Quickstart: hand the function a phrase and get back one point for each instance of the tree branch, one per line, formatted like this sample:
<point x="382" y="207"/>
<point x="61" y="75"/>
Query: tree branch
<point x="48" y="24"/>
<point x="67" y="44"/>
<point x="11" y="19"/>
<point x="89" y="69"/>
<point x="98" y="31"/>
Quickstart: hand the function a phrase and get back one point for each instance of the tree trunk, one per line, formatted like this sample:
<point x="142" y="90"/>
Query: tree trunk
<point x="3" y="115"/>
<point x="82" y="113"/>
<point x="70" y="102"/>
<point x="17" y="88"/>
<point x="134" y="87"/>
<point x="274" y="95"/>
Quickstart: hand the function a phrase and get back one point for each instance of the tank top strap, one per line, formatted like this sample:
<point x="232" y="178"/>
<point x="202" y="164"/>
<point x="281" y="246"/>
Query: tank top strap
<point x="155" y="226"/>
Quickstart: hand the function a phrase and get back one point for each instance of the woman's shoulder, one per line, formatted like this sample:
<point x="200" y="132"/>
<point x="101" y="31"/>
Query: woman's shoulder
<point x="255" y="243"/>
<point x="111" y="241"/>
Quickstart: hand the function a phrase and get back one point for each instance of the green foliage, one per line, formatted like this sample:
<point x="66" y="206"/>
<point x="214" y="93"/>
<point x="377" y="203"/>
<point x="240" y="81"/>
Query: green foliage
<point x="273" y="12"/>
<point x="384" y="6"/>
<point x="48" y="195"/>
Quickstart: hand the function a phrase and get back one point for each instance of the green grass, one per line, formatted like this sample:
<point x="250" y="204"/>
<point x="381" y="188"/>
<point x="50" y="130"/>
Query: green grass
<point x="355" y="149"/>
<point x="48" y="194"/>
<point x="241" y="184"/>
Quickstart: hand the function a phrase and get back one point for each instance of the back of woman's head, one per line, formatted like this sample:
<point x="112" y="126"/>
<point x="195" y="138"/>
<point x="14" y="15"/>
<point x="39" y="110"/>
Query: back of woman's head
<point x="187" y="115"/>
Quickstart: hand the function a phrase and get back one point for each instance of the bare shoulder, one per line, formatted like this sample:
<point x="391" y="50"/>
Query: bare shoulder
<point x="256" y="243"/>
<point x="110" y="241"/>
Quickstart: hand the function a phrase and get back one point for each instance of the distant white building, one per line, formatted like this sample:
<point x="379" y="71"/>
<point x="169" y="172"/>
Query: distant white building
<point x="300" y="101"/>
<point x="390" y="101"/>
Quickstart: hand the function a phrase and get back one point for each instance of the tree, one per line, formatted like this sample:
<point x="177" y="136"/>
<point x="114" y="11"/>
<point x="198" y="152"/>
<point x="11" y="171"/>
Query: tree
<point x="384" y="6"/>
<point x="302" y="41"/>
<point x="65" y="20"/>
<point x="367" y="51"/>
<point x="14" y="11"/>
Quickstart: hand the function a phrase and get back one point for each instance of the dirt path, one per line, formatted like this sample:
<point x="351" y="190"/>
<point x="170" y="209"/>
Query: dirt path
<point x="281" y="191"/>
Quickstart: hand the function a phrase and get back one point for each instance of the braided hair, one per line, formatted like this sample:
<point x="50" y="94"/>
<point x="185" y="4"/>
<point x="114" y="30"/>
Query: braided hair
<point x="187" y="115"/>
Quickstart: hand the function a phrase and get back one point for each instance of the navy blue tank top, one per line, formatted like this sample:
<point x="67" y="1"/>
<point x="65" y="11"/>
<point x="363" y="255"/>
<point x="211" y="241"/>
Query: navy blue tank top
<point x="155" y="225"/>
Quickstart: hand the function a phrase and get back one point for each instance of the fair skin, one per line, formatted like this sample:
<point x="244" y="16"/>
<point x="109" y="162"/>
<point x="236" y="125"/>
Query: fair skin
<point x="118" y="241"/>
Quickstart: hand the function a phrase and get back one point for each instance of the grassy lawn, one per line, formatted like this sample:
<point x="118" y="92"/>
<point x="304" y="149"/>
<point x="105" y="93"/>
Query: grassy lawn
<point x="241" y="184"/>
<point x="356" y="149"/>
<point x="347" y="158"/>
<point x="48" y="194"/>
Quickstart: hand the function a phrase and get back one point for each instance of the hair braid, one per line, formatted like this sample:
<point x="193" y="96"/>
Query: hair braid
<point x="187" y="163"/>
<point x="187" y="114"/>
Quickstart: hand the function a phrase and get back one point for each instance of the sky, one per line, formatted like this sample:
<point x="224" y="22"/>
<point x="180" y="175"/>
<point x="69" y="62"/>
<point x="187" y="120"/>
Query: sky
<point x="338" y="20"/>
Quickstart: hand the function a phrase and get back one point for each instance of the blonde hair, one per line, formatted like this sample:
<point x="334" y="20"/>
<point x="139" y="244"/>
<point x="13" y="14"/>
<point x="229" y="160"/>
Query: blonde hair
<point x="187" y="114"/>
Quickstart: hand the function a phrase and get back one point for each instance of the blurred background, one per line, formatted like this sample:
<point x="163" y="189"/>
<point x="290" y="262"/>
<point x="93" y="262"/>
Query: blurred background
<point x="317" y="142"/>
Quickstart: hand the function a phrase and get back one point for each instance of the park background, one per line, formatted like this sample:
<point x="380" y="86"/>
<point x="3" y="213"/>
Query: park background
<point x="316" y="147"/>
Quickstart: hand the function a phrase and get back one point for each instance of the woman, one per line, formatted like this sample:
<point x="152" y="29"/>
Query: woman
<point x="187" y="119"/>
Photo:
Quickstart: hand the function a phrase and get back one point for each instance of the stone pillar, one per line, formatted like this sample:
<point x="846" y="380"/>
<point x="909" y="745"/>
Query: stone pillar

####

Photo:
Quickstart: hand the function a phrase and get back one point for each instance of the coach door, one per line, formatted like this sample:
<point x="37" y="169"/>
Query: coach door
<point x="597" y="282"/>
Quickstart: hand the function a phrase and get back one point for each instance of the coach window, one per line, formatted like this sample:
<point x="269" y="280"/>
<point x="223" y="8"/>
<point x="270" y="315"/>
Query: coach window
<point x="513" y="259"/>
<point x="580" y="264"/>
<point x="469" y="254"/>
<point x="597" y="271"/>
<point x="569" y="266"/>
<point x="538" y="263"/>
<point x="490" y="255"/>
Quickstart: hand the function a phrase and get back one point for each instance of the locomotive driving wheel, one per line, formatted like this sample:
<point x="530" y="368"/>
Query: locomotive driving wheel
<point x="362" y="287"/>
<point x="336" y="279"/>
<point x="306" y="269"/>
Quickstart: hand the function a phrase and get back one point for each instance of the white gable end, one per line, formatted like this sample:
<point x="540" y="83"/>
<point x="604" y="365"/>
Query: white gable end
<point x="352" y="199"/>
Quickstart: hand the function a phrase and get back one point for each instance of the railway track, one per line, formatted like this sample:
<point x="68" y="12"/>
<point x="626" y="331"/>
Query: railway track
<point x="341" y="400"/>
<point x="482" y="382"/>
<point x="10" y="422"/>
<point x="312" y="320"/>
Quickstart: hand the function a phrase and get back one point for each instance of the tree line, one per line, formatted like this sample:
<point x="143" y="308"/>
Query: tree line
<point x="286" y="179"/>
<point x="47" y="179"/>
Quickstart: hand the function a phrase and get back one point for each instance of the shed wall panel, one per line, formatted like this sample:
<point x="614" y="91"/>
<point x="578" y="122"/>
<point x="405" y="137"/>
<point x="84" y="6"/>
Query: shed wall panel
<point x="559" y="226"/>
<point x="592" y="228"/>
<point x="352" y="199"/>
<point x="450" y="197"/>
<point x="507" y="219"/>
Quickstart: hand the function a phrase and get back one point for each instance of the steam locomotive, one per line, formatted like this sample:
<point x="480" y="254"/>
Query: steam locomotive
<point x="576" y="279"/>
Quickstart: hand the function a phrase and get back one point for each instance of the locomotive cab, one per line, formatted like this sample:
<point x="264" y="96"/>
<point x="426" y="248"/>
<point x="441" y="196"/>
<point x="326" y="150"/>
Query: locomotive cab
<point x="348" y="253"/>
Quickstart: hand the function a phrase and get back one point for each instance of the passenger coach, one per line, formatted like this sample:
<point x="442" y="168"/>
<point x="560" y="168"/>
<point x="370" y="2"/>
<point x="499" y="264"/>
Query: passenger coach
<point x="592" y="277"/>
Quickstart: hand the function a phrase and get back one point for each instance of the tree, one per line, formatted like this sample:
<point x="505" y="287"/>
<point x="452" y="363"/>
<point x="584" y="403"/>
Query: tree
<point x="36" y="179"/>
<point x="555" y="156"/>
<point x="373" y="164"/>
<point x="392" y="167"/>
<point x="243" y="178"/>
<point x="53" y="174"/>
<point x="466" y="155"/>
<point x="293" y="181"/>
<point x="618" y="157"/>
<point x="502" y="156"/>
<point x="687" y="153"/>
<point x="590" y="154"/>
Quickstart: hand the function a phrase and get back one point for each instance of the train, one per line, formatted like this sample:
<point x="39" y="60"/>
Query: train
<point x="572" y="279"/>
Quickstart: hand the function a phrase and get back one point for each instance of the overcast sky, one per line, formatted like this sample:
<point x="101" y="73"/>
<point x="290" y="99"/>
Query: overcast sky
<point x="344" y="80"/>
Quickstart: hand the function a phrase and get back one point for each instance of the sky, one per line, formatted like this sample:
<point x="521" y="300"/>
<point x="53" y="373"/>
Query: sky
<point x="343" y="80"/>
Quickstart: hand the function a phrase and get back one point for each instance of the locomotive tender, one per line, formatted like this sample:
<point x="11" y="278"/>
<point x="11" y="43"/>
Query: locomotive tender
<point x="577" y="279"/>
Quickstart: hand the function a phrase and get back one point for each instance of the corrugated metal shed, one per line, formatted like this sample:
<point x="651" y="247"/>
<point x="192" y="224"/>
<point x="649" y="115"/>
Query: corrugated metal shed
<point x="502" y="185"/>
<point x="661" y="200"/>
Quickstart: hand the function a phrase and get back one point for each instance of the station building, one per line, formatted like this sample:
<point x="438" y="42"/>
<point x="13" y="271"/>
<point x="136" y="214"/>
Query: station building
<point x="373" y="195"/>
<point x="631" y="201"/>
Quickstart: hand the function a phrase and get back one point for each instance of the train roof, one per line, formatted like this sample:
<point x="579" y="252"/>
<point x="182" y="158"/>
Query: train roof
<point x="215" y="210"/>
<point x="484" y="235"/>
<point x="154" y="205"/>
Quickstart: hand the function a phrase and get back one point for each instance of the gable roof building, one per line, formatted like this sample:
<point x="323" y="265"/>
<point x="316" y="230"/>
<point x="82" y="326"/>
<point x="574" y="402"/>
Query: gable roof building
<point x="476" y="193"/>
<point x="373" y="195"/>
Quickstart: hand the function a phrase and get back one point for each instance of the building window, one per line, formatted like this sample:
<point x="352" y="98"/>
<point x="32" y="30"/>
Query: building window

####

Pull out every line in the entries above that contains the word "tank". Case counts, so a line matches only if its letters appear in the same upper or lower case.

Quickstart: hand the function a phrase and get back one point for each instance of the tank top strap, one per line, formatted like this sample:
Query: tank top strap
Quickstart: hand the function a phrase and get back one point for each instance of the navy blue tank top, one per line, formatted like this sample:
Query: navy blue tank top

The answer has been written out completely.